* Passage
····················
Instead of heading to his bank Friday to deposit his $3,650 check that Rita Adams, promotion manager of a lottery firm, sent him, he went straight to the Chartiers Township Police Department.

The check looked real enough, and the letter listed offices in Los Angeles, London, Dublin and Capetown, South Africa.

“If I got this, how many other letters have been mailed here to the county?” Britten said Monday.

“Actually, I got this one myself,” Chartiers Township police Chief James Horvath said. “It must have been a year ago. Mr. Britten absolutely did what we want them to do if they’re suspicious. The world we live in today, you have to scrutinize just about everything.”

The Federal Trade Commission addresses this topic on its consumer information website under the heading, “Fake Checks: It’s your lucky day! You just won a foreign lottery! The letter says so. And the cashier’s check to cover the taxes and fees is included. All you have to do to get your winnings is deposit the check and wire the money to the sender to pay the taxes and fees. You’re guaranteed that when they get your payment, you’ll get your prize.

“There’s just one catch: This is a scam. The check is no good, even though it appears to be a legitimate cashier’s check. The lottery angle is a trick to get you to wire money to someone you don’t know. If you were to deposit the check and wire the money, your bank would soon learn that the check was a fake. And you’re out the money because the money you wired can’t be retrieved, and you’re responsible for the checks you deposit – even though you don’t know they’re fake. This is just one example of a counterfeit check scam that could leave you scratching your head.”
····················
* Extracted information

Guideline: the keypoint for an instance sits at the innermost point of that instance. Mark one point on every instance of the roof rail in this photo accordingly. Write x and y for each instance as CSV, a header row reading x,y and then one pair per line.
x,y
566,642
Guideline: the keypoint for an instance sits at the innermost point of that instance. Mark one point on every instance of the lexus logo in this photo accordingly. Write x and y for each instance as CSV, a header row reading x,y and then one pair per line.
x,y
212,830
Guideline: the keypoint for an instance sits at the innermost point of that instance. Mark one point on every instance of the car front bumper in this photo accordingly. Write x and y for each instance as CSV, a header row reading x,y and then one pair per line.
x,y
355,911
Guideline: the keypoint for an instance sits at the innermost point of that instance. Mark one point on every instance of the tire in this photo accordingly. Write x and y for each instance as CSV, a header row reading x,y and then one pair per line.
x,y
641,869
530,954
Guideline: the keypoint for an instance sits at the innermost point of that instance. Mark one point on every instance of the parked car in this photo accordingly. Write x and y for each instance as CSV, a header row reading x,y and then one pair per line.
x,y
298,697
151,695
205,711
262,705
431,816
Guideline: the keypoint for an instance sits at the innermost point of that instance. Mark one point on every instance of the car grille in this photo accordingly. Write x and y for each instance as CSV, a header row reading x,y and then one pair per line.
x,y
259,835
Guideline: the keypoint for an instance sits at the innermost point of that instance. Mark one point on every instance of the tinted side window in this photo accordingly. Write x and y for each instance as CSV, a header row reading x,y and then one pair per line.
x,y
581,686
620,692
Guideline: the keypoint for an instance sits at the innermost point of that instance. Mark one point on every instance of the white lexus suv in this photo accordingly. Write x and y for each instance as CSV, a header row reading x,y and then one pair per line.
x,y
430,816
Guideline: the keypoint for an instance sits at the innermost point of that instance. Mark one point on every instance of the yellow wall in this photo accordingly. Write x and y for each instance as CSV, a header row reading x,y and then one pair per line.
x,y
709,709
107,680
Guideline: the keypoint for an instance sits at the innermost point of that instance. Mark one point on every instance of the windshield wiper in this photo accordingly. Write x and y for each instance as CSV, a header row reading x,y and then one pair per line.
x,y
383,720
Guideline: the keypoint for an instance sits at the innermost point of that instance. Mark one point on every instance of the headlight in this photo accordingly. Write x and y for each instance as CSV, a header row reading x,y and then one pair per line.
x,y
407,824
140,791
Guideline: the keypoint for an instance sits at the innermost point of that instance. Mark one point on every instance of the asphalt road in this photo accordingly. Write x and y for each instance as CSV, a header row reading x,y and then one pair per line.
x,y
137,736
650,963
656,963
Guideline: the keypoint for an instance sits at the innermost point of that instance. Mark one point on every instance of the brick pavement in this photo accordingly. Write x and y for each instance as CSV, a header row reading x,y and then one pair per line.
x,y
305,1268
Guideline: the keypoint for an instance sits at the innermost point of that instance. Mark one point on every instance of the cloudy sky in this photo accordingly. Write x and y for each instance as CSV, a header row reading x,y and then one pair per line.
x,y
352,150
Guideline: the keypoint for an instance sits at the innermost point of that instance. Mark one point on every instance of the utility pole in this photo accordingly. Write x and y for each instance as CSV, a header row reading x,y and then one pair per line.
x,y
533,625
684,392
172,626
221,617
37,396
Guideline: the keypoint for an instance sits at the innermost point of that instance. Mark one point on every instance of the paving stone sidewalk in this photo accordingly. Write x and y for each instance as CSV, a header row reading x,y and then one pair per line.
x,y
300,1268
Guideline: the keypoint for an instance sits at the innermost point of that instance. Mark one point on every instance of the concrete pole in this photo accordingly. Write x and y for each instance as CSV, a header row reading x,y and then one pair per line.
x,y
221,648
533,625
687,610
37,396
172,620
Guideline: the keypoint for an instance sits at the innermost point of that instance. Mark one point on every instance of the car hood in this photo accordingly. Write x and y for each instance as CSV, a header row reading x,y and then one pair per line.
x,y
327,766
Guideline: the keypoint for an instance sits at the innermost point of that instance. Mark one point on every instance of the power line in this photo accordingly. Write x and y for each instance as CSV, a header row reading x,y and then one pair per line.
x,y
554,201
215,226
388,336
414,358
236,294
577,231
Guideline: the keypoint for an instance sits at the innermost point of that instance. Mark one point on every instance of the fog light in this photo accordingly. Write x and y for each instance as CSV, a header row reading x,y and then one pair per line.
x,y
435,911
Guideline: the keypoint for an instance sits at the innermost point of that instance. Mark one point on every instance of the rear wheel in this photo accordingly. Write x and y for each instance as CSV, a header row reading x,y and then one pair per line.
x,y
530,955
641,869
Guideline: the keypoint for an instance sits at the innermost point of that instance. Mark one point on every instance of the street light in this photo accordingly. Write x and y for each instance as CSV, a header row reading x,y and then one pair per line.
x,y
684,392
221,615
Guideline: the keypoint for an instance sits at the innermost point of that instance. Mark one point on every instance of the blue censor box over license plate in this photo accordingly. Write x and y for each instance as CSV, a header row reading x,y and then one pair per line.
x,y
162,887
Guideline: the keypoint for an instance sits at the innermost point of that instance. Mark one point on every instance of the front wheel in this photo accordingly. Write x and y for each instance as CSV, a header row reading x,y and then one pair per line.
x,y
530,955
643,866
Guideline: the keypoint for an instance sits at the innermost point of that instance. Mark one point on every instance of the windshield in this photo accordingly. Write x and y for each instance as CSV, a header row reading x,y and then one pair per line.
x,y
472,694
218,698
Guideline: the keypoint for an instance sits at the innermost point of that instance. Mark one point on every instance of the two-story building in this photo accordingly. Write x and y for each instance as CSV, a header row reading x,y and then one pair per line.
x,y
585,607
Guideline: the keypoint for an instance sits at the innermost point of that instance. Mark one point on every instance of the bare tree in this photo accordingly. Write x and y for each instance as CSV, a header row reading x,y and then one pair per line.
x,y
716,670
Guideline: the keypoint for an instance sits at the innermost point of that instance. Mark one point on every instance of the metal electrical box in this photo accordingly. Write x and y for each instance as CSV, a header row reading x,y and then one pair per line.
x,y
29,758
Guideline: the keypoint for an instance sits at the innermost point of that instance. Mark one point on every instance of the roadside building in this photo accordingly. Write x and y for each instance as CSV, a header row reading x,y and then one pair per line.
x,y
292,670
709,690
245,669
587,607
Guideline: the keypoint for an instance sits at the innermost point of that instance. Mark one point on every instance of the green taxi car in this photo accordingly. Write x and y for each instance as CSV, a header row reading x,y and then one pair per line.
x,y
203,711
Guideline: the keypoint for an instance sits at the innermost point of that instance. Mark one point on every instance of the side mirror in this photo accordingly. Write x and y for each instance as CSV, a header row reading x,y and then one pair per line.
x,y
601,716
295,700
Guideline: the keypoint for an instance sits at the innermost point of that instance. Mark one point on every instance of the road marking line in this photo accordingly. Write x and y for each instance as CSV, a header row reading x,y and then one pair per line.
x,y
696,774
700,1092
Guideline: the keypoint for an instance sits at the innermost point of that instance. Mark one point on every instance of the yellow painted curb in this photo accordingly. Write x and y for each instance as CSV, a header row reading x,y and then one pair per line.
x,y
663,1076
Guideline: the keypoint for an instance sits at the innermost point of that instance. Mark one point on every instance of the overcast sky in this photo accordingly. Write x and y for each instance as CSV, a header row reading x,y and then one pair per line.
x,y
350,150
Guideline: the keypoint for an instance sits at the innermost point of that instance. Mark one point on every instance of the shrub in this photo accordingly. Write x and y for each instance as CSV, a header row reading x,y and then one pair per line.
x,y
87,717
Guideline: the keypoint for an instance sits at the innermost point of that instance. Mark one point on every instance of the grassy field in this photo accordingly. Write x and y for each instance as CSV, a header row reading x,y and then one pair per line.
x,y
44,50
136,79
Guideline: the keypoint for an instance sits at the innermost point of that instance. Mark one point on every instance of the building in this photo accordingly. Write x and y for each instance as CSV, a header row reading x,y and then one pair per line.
····················
* Do this
Answer these questions from the passage about the lottery check:
1. What was the amount of the check?
2. Where did Britten take the check instead of his bank?
3. What is the name of the Chartiers Township police chief?

* Solution to the exercise
1. $3,650
2. The Chartiers Township Police Department
3. James Horvath